Assuming no elisions, a single move constructor call is eliminated with pass by rvalue.
The compiler has better opportunity to elide copies/moves with pass by value. Can anyone substantiate this claim? Preferably with a link to gcc.godbolt.org showing optimized generated code from gcc/clang rather than a line in the standard. My attempt at showing this was probably not able to successfully isolate the behavior: https://godbolt.org/g/4yomtt
Addendum: why am I constraining this problem so much?
No overloads - if there were other overloads, this would devolve into a discussion of pass by value vs a set of overloads that include both const reference and rvalue reference, at which point the set of overloads is obviously more efficient and wins. This is well known, and therefore not interesting.
No templates - I'm not interested in how forwarding references fit into the picture. If you have a forwarding reference, you call std::forward anyway. The goal with a forwarding reference is to pass things as you received them. Copies aren't relevant because you just pass an lvalue instead. It's well known, and not interesting.

(Stored records)
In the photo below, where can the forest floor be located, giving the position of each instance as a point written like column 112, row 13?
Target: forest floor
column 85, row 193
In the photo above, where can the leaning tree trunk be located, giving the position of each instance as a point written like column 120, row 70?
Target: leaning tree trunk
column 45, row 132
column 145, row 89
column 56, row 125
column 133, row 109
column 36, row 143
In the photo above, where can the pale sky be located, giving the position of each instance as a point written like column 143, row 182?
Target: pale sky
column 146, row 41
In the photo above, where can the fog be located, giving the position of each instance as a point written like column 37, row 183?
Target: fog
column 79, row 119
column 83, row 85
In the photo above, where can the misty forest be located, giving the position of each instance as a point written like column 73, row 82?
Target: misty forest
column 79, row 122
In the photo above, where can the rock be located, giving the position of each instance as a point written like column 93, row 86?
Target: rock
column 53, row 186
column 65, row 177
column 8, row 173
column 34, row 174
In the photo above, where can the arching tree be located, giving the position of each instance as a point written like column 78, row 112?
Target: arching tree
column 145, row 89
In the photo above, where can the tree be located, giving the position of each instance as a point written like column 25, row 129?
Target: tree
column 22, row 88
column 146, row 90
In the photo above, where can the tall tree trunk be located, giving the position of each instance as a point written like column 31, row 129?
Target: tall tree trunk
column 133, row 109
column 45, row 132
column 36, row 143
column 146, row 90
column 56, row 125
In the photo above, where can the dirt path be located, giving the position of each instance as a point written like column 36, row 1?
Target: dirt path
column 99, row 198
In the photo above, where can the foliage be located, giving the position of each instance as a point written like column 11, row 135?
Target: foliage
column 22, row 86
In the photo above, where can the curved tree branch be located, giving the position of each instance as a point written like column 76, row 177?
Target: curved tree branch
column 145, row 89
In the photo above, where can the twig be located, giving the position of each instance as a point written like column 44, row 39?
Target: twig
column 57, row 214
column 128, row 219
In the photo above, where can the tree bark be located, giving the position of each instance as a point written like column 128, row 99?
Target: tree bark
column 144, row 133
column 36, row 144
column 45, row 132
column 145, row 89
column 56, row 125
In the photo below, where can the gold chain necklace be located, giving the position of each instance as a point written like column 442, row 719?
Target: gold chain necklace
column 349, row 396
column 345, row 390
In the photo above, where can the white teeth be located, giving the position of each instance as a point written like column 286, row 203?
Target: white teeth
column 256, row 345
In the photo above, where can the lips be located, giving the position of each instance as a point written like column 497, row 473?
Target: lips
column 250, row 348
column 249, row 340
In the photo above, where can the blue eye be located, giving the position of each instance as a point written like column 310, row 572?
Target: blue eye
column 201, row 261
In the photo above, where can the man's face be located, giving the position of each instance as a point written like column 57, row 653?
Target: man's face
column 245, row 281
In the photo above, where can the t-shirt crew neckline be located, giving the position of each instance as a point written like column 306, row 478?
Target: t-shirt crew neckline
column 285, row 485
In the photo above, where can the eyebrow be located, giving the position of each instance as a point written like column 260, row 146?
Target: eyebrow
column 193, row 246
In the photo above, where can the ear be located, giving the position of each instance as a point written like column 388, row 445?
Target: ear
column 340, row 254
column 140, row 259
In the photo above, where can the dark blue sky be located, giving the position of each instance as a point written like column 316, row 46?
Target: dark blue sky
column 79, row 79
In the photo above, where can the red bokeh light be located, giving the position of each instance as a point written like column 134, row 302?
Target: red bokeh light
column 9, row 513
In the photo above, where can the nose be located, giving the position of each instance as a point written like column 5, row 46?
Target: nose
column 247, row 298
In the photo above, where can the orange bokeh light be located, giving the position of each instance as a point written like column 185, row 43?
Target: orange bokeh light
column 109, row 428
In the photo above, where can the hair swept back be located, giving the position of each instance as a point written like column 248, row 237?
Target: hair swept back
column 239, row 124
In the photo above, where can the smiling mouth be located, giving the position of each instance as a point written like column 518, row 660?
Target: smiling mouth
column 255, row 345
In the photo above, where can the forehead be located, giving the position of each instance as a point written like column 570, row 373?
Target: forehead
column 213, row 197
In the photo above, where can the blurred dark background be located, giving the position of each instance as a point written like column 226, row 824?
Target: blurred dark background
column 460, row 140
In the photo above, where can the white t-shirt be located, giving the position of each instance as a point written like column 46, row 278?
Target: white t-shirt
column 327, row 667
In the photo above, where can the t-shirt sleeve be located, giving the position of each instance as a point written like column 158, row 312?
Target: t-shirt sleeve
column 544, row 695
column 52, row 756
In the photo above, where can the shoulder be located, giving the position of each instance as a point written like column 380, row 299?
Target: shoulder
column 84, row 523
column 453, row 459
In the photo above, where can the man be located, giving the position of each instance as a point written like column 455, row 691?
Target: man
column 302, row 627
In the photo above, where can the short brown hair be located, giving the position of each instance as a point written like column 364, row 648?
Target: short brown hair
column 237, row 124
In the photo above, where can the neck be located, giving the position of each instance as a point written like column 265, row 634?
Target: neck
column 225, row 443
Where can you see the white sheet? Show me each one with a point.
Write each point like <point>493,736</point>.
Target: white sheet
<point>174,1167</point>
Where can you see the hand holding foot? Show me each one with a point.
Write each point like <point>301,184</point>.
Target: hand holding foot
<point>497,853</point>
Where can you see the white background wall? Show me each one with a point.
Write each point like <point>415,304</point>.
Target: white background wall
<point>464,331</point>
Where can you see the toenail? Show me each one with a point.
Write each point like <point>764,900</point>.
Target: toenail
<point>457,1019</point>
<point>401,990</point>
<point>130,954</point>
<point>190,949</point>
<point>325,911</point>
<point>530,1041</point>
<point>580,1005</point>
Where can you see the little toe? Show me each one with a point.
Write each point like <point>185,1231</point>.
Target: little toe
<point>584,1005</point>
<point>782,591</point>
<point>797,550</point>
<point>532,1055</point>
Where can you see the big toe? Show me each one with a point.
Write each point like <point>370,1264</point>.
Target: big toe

*Written problem A*
From the post about pass by value in C++, write out the passage from "Assuming no elisions, a" up to and including "therefore not interesting.".
*Written problem B*
Check each statement against the post about pass by value in C++. For each one, answer yes or no and quote the words from the post that settle it.
(i) The writer would rather see a gcc.godbolt.org link than a line from the standard.
(ii) The writer leaves out templates in order to look at how forwarding references fit in.
(iii) The writer says a set of overloads taking const reference and rvalue reference is less efficient than pass by value.
*Written problem C*
Pick up the post about pass by value in C++ after its last sentence and carry it further.

*Task output A*
Assuming no elisions, a single move constructor call is eliminated with pass by rvalue.
The compiler has better opportunity to elide copies/moves with pass by value. Can anyone substantiate this claim? Preferably with a link to gcc.godbolt.org showing optimized generated code from gcc/clang rather than a line in the standard. My attempt at showing this was probably not able to successfully isolate the behavior: https://godbolt.org/g/4yomtt
Addendum: why am I constraining this problem so much?
No overloads - if there were other overloads, this would devolve into a discussion of pass by value vs a set of overloads that include both const reference and rvalue reference, at which point the set of overloads is obviously more efficient and wins. This is well known, and therefore not interesting.

*Task output B*
(i) Yes: "Preferably with a link to gcc.godbolt.org showing optimized generated code from gcc/clang rather than a line in the standard."
(ii) No: "No templates - I'm not interested in how forwarding references fit into the picture."
(iii) No: "at which point the set of overloads is obviously more efficient and wins."

*Task output C*
foo requires ownership of Widget (aka no const Widget&) - We're not talking about read-only functions. If the function was read-only or didn't need to own or extend the lifetime of the Widget, then the answer trivially becomes const Widget&, which again, is well known, and not interesting. I also refer you to why we don't want to talk about overloads.
What do rvalue usages say about an interface versus copying?
rvalue suggests to the caller that the function both wants to own the value and has no intention of letting the caller know of any changes it has made. Consider the following (I know you said no lvalue references in your example, but bear with me):
//Hello. I want my own local copy of your Widget that I will manipulate,
//but I don't want my changes to affect the one you have. I may or may not
//hold onto it for later, but that's none of your business.
void foo(Widget w);
//Hello. I want to take your Widget and play with it. It may be in a
//different state than when you gave it to me, but it'll still be yours
//when I'm finished. Trust me!
void foo(Widget& w);
//Hello. Can I see that Widget of yours? I don't want to mess with it;
//I just want to check something out on it. Read that one value from it,
//or observe what state it's in. I won't touch it and I won't keep it.
void foo(const Widget& w);
//Hello. Ooh, I like that Widget you have. You're not going to use it
//anymore, are you? Please just give it to me. Thank you! It's my
//responsibility now, so don't worry about it anymore, m'kay?
void foo(Widget&& w);
For another way of looking at it:
//Here, let me buy you a new car just like mine. I don't care if you wreck
//it or give it a new paint job; you have yours and I have mine.
void foo(Car c);
//Here are the keys to my car. I understand that it may come back...
//not quite the same... as I lent it to you, but I'm okay with that.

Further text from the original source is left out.